Excerpt provided >>
==================================================

Why does the body need to sleep? We spend roughly one-third of our lives sleeping, but what purpose does it serve? Scientists know that sleep is necessary for overall health and brain functionality, but the process by which sleep delivers these health benefits is still unknown. Researchers from the University of Lausanne and the SIB Swiss Institute of Bioinformatics have recently been tackling new and unbiased approaches to breakdown sleep on a systems level.
One approach is “system genetics,” in which inferences about biological phenomena are made by connecting information about phenotype (our physical traits) with DNA (the code for these traits) through gene expression, proteins, and metabolism at the population level. Systems genetics is considered to be a critical part of predicting disease susceptibility due to its ability to interconnect biological phenomena on a global level.

==================================================

Saved entries

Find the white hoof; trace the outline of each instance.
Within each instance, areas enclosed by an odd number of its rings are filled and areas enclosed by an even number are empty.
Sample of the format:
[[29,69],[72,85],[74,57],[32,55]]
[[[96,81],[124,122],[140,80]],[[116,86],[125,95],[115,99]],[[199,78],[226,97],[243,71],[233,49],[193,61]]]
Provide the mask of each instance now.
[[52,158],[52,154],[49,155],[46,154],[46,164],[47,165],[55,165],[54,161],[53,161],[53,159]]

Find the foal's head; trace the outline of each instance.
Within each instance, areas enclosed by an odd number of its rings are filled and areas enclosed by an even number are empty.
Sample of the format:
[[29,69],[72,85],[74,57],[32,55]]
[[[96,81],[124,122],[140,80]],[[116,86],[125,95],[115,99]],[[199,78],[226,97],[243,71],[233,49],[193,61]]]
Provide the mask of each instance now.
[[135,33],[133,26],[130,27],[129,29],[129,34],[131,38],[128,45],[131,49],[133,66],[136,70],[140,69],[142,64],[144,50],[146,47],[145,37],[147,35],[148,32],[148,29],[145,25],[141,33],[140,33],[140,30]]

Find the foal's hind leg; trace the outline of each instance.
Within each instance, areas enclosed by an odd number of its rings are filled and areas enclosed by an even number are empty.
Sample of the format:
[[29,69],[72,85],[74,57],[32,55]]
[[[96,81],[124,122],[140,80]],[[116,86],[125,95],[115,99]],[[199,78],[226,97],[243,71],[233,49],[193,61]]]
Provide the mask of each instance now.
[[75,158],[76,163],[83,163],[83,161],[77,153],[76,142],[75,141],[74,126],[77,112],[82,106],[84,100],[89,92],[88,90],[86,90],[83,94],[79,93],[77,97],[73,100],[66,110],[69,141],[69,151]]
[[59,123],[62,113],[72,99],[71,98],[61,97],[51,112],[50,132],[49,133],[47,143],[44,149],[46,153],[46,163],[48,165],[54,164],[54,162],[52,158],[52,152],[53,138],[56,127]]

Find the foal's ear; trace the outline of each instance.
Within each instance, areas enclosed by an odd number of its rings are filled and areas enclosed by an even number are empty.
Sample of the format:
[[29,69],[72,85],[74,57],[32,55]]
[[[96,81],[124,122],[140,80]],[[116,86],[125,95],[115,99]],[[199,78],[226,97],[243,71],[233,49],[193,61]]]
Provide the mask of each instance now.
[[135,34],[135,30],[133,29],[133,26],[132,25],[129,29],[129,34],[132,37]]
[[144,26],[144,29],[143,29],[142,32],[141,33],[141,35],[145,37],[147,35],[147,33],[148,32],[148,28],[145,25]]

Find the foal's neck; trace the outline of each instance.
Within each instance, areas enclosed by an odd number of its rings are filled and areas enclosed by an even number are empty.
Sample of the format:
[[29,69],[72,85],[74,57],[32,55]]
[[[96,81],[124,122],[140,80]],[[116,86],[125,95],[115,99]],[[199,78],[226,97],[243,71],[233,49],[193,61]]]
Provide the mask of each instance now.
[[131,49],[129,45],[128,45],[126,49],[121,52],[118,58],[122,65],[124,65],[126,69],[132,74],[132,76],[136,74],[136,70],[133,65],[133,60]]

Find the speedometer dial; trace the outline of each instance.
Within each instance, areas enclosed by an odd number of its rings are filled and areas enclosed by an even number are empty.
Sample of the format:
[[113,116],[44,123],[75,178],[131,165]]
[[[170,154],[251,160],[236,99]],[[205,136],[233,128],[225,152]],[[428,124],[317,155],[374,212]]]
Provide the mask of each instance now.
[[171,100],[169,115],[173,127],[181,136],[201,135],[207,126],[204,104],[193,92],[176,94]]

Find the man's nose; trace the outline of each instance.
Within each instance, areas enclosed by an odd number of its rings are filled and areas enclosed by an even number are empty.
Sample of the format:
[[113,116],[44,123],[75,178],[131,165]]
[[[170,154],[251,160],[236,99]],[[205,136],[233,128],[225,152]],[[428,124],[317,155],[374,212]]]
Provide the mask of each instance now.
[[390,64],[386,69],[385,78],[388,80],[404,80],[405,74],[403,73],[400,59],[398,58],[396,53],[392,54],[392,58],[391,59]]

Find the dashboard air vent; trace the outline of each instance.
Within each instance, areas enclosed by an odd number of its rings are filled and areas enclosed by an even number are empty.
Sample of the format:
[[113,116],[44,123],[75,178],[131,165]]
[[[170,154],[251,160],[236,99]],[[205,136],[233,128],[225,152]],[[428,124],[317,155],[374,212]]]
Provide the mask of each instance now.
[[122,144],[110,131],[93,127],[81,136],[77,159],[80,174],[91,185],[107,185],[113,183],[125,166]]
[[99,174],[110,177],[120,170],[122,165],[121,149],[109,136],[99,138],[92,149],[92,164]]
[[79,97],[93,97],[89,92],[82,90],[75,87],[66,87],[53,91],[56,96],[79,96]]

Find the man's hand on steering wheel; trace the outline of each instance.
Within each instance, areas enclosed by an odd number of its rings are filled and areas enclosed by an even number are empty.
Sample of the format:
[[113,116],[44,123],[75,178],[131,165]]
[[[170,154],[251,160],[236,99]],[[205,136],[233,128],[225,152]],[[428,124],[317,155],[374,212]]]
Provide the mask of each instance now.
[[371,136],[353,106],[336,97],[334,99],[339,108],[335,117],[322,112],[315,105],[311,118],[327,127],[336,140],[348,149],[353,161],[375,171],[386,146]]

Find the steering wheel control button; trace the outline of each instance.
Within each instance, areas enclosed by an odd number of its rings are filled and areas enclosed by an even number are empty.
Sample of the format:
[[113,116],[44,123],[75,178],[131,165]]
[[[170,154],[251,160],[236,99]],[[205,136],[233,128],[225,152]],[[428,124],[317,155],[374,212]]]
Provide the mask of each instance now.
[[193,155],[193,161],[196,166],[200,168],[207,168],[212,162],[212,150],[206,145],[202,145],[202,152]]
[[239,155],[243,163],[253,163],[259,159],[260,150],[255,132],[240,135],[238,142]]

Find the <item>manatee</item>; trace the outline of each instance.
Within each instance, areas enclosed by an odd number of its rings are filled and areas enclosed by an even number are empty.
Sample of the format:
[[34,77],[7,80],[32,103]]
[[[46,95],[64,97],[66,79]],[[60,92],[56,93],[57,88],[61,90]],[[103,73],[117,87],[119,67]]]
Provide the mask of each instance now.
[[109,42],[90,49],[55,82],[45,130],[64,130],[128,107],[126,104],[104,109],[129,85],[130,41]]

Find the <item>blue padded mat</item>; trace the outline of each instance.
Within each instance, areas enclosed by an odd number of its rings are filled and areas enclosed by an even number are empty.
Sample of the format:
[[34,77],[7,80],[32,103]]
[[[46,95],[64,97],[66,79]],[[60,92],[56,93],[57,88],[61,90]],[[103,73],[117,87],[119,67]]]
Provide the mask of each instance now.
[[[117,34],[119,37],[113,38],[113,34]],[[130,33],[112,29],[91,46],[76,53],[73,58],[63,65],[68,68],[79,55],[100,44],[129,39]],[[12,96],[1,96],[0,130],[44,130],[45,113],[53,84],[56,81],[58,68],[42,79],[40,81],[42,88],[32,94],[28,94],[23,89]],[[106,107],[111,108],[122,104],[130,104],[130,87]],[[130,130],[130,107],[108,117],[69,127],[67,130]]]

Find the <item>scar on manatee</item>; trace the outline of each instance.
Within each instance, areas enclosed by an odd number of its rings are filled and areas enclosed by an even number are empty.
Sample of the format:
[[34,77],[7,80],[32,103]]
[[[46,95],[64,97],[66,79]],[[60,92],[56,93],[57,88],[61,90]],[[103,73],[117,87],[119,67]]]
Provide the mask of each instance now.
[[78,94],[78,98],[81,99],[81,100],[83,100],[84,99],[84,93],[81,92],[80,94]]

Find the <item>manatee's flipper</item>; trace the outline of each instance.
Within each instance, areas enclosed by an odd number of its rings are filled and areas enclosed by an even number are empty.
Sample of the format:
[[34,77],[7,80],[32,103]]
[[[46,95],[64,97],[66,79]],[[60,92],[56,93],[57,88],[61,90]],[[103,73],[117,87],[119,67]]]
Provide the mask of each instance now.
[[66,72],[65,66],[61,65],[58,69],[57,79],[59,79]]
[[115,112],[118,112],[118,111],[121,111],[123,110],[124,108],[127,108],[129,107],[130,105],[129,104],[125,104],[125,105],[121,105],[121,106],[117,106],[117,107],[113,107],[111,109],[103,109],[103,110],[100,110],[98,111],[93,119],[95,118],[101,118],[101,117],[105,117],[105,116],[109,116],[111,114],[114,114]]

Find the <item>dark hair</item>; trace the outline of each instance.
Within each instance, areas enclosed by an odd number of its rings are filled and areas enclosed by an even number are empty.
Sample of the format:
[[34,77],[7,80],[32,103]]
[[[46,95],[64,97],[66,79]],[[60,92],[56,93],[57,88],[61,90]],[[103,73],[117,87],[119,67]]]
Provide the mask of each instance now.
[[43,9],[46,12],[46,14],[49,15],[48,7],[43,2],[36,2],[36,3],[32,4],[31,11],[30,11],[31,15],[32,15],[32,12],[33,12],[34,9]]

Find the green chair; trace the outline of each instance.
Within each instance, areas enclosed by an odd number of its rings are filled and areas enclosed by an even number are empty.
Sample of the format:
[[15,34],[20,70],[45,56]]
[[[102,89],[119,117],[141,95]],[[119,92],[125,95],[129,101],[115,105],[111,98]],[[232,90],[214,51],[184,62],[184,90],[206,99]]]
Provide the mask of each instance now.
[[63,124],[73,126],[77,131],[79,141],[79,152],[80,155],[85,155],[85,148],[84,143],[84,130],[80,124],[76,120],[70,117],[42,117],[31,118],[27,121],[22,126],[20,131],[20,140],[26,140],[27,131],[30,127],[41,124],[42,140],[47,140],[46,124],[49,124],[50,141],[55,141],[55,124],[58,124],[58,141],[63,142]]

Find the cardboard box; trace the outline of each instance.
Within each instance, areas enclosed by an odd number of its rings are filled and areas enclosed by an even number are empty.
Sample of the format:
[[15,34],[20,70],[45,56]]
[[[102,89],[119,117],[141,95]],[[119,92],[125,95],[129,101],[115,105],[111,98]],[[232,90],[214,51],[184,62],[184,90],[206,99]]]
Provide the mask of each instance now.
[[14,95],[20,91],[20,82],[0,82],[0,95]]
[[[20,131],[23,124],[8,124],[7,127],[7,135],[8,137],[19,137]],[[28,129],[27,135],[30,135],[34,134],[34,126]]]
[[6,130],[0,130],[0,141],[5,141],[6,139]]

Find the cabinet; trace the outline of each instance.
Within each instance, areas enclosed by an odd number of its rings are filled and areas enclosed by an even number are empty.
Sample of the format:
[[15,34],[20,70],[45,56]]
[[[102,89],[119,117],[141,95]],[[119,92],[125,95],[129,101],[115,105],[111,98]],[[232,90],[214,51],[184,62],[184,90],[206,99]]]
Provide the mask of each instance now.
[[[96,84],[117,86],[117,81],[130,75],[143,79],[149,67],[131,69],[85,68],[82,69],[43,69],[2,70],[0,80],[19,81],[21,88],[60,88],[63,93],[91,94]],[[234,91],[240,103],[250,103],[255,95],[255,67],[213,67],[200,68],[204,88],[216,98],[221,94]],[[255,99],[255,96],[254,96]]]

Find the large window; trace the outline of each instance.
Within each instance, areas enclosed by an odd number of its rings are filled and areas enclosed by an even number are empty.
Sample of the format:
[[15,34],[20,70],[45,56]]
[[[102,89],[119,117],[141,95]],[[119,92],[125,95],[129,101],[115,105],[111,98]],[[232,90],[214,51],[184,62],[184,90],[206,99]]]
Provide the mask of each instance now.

==================================================

Tasks to carry out >>
A: In the passage on sleep research, what portion of our lives do we spend sleeping?
B: Reproduce the part of the passage on sleep research that begins with the words "Why does the" and ends with "a systems level.".

Answers for this exercise >>
A: Roughly one-third.

B:
Why does the body need to sleep? We spend roughly one-third of our lives sleeping, but what purpose does it serve? Scientists know that sleep is necessary for overall health and brain functionality, but the process by which sleep delivers these health benefits is still unknown. Researchers from the University of Lausanne and the SIB Swiss Institute of Bioinformatics have recently been tackling new and unbiased approaches to breakdown sleep on a systems level.